= WHAT THE TASK REQUIRES =
Examine the entries and show every line in which the word "below" is found.

= Referring expression data =
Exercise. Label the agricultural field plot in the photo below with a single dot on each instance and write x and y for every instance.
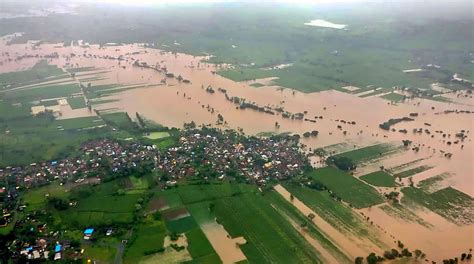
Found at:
(41, 92)
(369, 153)
(251, 217)
(337, 214)
(148, 238)
(40, 72)
(433, 183)
(401, 212)
(297, 218)
(77, 102)
(200, 248)
(30, 136)
(347, 187)
(157, 135)
(450, 203)
(79, 122)
(380, 179)
(37, 198)
(81, 69)
(413, 171)
(119, 120)
(197, 193)
(393, 97)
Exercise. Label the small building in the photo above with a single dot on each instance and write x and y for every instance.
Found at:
(88, 233)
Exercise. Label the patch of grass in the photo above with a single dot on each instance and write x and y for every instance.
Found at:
(257, 85)
(250, 216)
(337, 214)
(413, 171)
(158, 135)
(77, 102)
(42, 92)
(181, 225)
(379, 178)
(80, 69)
(450, 203)
(288, 210)
(393, 97)
(198, 244)
(345, 186)
(369, 153)
(198, 193)
(433, 183)
(37, 198)
(79, 122)
(105, 253)
(119, 120)
(148, 237)
(39, 71)
(399, 211)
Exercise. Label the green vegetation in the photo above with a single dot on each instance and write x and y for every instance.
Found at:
(199, 247)
(148, 238)
(337, 214)
(42, 71)
(257, 85)
(393, 97)
(43, 92)
(250, 216)
(379, 178)
(433, 183)
(413, 171)
(347, 187)
(450, 203)
(400, 211)
(374, 50)
(287, 210)
(157, 135)
(77, 102)
(369, 153)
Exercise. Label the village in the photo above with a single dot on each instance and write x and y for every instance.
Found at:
(208, 154)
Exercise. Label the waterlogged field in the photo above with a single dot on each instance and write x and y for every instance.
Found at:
(380, 178)
(229, 222)
(348, 188)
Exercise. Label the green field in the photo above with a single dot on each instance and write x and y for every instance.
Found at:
(147, 239)
(42, 92)
(379, 178)
(433, 183)
(374, 50)
(337, 214)
(250, 216)
(393, 97)
(287, 210)
(158, 135)
(450, 203)
(347, 187)
(38, 73)
(77, 102)
(200, 248)
(413, 171)
(369, 153)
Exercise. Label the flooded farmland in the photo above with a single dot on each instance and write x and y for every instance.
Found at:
(337, 116)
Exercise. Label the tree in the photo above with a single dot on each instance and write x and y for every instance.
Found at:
(343, 163)
(372, 258)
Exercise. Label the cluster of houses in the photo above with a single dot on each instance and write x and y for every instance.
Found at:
(205, 153)
(229, 154)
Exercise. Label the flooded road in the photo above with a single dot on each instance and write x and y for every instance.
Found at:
(171, 102)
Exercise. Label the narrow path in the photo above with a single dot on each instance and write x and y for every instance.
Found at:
(351, 246)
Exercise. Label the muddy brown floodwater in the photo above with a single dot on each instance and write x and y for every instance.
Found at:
(175, 102)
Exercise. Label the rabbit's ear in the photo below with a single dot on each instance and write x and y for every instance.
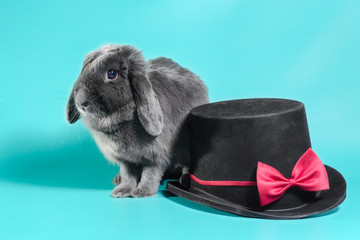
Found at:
(147, 105)
(72, 114)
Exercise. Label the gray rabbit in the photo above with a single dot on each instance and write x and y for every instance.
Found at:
(137, 112)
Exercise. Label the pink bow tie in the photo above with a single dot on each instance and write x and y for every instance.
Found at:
(308, 174)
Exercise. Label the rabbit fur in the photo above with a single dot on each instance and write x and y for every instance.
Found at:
(140, 119)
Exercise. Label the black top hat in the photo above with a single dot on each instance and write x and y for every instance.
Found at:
(230, 139)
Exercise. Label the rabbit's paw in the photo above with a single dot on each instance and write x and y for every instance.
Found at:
(143, 192)
(121, 191)
(117, 179)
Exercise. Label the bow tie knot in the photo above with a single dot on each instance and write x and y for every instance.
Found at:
(292, 182)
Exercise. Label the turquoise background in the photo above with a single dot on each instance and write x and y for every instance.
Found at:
(55, 184)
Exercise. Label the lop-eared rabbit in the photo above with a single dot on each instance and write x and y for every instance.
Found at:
(137, 112)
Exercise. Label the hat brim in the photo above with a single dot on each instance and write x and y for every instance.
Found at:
(330, 199)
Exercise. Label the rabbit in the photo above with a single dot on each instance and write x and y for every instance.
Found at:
(138, 114)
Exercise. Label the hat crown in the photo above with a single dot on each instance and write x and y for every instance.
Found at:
(229, 138)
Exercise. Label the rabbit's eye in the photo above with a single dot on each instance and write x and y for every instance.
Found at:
(112, 74)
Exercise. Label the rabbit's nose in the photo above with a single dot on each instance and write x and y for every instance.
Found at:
(84, 104)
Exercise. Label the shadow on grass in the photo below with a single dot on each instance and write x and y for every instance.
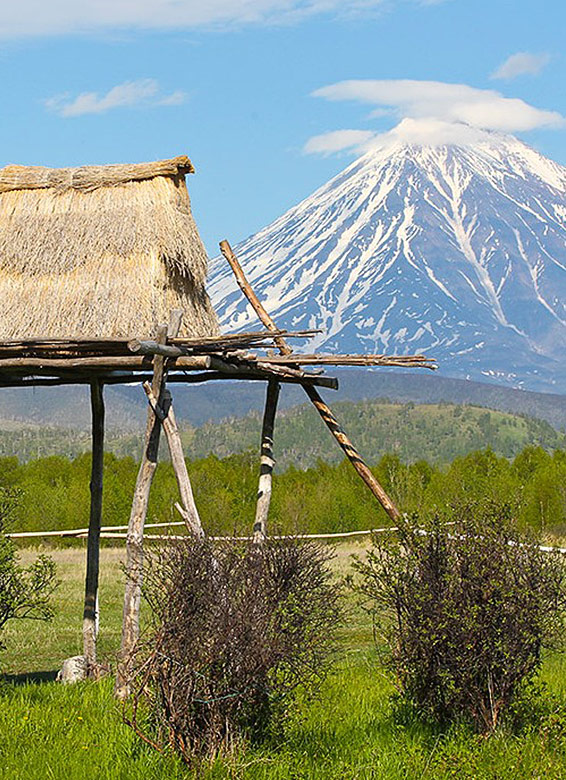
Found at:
(29, 678)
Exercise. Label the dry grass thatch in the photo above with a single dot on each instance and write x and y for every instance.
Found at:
(104, 251)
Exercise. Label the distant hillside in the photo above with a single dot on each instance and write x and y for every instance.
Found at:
(126, 406)
(436, 433)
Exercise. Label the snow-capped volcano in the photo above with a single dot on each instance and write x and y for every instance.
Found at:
(458, 251)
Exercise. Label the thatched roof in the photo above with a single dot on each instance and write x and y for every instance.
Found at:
(100, 251)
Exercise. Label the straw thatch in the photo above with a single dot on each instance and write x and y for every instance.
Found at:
(101, 251)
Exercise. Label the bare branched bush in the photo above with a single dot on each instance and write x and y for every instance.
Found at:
(465, 609)
(24, 593)
(237, 629)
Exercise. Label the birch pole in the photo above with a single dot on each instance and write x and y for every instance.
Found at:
(134, 541)
(266, 462)
(322, 408)
(90, 613)
(187, 509)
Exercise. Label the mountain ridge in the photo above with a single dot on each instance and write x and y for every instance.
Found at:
(456, 251)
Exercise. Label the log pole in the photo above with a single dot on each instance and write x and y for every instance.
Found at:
(267, 462)
(90, 613)
(134, 540)
(187, 509)
(322, 408)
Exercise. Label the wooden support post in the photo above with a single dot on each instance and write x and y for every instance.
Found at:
(90, 614)
(266, 462)
(351, 453)
(134, 541)
(187, 508)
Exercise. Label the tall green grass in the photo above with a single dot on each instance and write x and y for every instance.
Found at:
(352, 730)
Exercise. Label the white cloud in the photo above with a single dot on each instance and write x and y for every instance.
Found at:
(338, 141)
(130, 94)
(431, 112)
(429, 132)
(483, 108)
(520, 64)
(26, 18)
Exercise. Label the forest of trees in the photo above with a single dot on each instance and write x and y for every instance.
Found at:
(54, 492)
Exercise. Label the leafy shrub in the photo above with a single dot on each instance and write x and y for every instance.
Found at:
(24, 593)
(466, 609)
(237, 629)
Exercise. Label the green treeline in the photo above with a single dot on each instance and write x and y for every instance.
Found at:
(437, 433)
(54, 492)
(434, 432)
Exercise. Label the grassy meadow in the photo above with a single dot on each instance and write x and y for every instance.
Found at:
(352, 730)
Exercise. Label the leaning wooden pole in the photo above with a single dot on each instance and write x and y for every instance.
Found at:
(267, 462)
(90, 614)
(187, 509)
(134, 540)
(323, 409)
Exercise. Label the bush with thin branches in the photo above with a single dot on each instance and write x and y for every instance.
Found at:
(237, 629)
(24, 593)
(466, 608)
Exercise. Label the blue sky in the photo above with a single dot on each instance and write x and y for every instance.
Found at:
(231, 84)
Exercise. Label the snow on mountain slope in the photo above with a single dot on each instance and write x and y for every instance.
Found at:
(455, 251)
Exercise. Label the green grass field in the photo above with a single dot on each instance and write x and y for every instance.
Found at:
(350, 731)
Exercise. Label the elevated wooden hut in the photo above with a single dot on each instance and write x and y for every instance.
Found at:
(91, 258)
(100, 252)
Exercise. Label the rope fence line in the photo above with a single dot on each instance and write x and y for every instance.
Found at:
(112, 532)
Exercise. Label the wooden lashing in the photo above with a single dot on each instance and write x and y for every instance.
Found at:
(134, 540)
(266, 462)
(90, 614)
(323, 409)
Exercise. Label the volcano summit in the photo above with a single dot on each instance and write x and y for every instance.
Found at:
(457, 251)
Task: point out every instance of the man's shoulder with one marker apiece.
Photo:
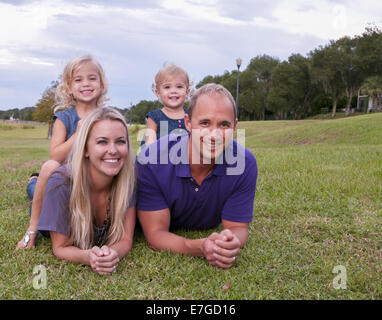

= SOLVED PROBLEM =
Exercise. Label the agricultural field plot in the photo below with a single dot on each instance and write x and y for every instance.
Exercise. Label the rabbit's ear in the photo below with a single dot on each instance and write x and y for every instance.
Exercise. Label the shadow on grass in the photo below with a single dot on each instance and write x and y for every instance.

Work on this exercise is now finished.